WORKING DATA -
== == ==

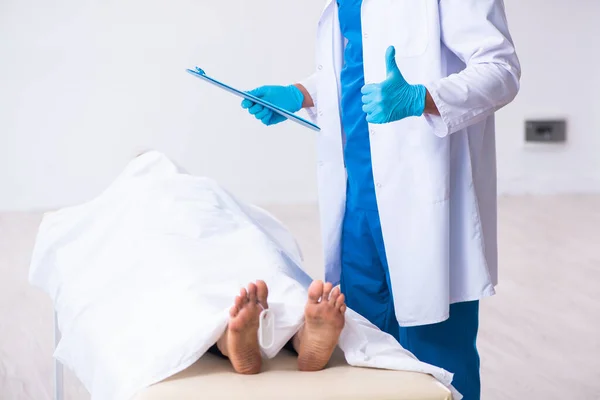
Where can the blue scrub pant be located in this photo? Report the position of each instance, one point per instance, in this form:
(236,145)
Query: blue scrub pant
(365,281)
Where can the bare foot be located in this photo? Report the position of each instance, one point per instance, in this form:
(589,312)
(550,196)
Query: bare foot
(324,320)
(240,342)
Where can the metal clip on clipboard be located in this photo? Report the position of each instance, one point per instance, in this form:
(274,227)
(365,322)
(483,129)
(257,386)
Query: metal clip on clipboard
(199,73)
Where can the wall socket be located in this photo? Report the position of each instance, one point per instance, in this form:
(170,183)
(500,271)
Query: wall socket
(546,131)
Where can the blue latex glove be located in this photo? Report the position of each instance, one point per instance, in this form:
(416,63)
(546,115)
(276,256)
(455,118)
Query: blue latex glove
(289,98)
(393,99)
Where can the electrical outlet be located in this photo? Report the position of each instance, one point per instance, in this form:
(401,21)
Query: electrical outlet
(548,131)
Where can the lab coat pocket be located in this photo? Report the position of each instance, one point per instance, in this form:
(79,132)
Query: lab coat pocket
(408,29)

== == ==

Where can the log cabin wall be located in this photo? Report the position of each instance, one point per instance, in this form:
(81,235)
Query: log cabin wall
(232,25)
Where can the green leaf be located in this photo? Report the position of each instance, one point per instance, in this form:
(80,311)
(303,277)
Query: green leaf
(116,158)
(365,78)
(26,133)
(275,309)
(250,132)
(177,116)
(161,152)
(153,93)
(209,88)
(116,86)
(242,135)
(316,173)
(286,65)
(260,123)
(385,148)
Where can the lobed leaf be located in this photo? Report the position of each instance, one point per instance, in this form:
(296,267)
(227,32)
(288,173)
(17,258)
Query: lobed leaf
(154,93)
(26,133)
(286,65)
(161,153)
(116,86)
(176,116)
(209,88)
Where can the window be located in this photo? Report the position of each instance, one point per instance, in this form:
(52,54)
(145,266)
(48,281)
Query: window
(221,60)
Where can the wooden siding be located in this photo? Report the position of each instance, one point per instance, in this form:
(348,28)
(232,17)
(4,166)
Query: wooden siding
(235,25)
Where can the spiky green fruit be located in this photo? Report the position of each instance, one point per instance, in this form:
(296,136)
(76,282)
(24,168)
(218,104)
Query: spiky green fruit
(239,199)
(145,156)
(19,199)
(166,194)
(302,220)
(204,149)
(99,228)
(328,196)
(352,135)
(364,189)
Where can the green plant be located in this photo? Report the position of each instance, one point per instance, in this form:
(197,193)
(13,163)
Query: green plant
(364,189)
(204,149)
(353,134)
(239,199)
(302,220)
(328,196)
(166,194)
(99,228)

== == ==

TASK TO CARRY OUT -
Report every line of the records above that contains the string "pant", copying each one in full.

FINAL RESULT -
Where can the blue scrub pant be located in this photo? Report the position of each instance, one point per instance, in this form:
Query: blue scrub pant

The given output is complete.